### DIRECTIONS FOR THIS TASK
Write the entries out again. Each one must match exactly.

### DATASET RECORDS
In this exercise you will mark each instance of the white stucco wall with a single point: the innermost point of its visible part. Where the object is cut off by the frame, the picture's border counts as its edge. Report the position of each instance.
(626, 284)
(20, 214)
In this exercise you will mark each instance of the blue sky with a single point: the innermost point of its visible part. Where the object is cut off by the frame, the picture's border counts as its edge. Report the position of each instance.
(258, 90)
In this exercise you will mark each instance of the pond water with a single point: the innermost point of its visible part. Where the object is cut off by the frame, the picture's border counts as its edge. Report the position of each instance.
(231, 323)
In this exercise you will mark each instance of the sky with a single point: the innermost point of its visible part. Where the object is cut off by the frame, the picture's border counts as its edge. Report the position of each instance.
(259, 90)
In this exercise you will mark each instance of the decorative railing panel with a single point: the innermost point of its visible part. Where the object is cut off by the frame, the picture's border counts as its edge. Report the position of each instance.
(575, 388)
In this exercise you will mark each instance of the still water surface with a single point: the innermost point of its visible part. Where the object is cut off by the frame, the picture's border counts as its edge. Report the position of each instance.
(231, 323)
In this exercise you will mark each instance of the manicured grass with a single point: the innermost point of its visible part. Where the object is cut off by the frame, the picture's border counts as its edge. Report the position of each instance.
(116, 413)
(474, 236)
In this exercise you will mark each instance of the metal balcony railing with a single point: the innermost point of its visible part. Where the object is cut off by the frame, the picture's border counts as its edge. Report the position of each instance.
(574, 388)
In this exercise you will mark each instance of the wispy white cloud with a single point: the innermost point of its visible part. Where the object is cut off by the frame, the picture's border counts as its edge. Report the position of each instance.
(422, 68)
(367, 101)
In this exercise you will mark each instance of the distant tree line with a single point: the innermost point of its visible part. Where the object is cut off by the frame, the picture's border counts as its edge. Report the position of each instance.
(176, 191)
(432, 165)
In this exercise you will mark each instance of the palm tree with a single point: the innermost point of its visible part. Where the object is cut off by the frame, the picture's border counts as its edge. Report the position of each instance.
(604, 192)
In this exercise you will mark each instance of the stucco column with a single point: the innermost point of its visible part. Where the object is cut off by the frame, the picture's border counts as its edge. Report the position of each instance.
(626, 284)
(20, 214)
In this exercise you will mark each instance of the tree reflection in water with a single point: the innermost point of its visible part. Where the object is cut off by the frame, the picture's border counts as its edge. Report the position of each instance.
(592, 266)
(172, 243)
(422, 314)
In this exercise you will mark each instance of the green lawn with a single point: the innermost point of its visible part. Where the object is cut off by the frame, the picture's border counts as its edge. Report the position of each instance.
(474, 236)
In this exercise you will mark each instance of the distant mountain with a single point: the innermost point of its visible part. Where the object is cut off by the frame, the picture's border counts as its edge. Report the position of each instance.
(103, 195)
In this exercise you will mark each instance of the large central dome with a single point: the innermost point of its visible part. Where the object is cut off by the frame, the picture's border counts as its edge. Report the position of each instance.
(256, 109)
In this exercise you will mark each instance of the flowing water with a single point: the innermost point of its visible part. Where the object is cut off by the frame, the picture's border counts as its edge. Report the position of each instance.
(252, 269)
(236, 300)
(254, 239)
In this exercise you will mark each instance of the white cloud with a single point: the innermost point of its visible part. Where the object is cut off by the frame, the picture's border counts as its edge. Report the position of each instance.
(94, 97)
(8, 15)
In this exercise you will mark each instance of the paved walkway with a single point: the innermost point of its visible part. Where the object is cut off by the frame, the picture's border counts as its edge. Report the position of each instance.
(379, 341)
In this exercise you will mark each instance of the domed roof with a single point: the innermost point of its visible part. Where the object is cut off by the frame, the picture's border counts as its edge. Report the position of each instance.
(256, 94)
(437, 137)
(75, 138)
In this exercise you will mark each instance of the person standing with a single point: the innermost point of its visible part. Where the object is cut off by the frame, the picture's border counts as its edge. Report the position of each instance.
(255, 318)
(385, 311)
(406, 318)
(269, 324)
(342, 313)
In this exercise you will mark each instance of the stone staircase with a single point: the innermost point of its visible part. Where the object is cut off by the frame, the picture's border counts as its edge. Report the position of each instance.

### ANSWER SPACE
In this exercise you will mark each instance of the white stucco wall with a single point: the innermost point of its visible part. Where the object is cut off by the frame, the picture's border counts as its edge. Report the position of each instance.
(626, 284)
(20, 214)
In this exercise you will mark each instance of the blue sky with a single point: the innermost point of its visible part. Where the object is cut off by the frame, the picture's border counts as its edge. Report the position of each instance.
(258, 90)
In this exercise you will mark each instance of the pond water with a single point: the innermost point of its visible part. Where the object is cut off by the frame, the picture's border counts as its edge. Report the position of each instance.
(231, 323)
In this exercise you will mark each instance of the sky with a single point: the innermost point of its visible part. Where the object is cut off by the frame, the picture's border counts as its edge. Report the position of each instance.
(259, 90)
In this exercise you will mark each instance of the decorative railing panel with a single point: the innermost point of its visible part. Where the object is cut off by the frame, the picture's border counts as its edge. Report the position of each instance.
(575, 388)
In this exercise you will mark each instance of the still water surface with a single point: the innermost point of its visible part. Where the object is cut off by the frame, the picture's border counts as its edge. Report the position of each instance.
(231, 323)
In this exercise you will mark each instance of the manicured grass with a single point: the innermost point of its visible part. Where the object is cut off by the frame, the picture's border counts as its edge. Report the position of each instance.
(116, 413)
(474, 236)
In this exercise you will mark each instance of the metal balcony railing with a single point: the innermost point of its visible part. Where the object is cut off by the frame, the picture's border counts as its edge. Report the position of each instance.
(574, 388)
In this exercise you will mark each instance of the wispy white cloud with a single point: the innermost point of its visible part. Where the object is cut off by the frame, the picture's border counts as its edge. Report the position of each instance.
(422, 68)
(367, 101)
In this exercise you will mark each instance of the distant tree line with a single point: the innermost point of its visible part. Where the object is cut off by the frame, the picture's border counts as its edge. Report the position of each instance.
(176, 191)
(432, 165)
In this exercise you will mark each instance of the palm tree with a single point: the innermost point of its visible part. Where the object is cut off by the frame, the picture's border counts as its edge. Report the position of each instance.
(604, 192)
In this exercise you will mark each instance of the stucco column with a single point: the innermost point of its visible part. Where the object is cut off by the frame, the picture's border counts as its edge. Report the position of each instance.
(626, 284)
(20, 214)
In this exercise you will mark each instance of the tree reflection in water with a single point: the innermost point of its visible part. Where the object is cut off by the frame, the picture's border counts as its edge. Report the position of each instance.
(592, 266)
(172, 243)
(422, 314)
In this exercise you will mark each instance of the green lawn with a single point: the innermost point of its visible part. Where the object is cut off by the frame, the picture's border counts as its edge. Report the position of each instance.
(474, 236)
In this exercise you will mark each instance of the distant mountain with a single point: the innermost point of its visible part. Where the object is cut off by the frame, the picture's border counts as its edge. Report the position of each instance.
(103, 195)
In this exercise you will mark each instance of the large central dome with a single point: the innermost point of its visible part. Where the object is cut off by the frame, the picture's border counts as its edge. Report the position of each instance.
(256, 109)
In this exercise you will mark each instance of the flowing water with a single point: the innermost point of its visible part. Where the object is cut off by the frame, the picture's border counts as its edge. Report the position of each instance.
(252, 269)
(236, 300)
(254, 239)
In this exercise you will mark each instance of the white cloud with a single point: the innermost point of its visible part. Where the object is cut off by the frame, the picture's border counts as its edge. Report the position of each instance.
(94, 97)
(8, 15)
In this exercise you will mark each instance of the paved walkway with a single point: the innermost point of its visible part. Where the object is cut off by the frame, the picture's border counts as its edge. Report the position of each instance.
(379, 341)
In this exercise you will mark each instance of the domed roof with a single point: the innermost point of its visible part. Where the object is cut off by the frame, the picture's border counts as its edge. Report the position of each instance.
(256, 94)
(437, 137)
(75, 138)
In this exercise you will mark each instance of the person standing with a single point: the innermost point of its visible part. Where the object is cut off by the frame, the picture's border counts as its edge. Report the position of each instance.
(255, 318)
(385, 311)
(406, 318)
(269, 324)
(342, 313)
In this exercise you will mark each instance of the stone staircase with a single point: the innermost point of its visible part. Where the object is cut off by the frame, the picture's border counts as its edge. Report the position of each instance.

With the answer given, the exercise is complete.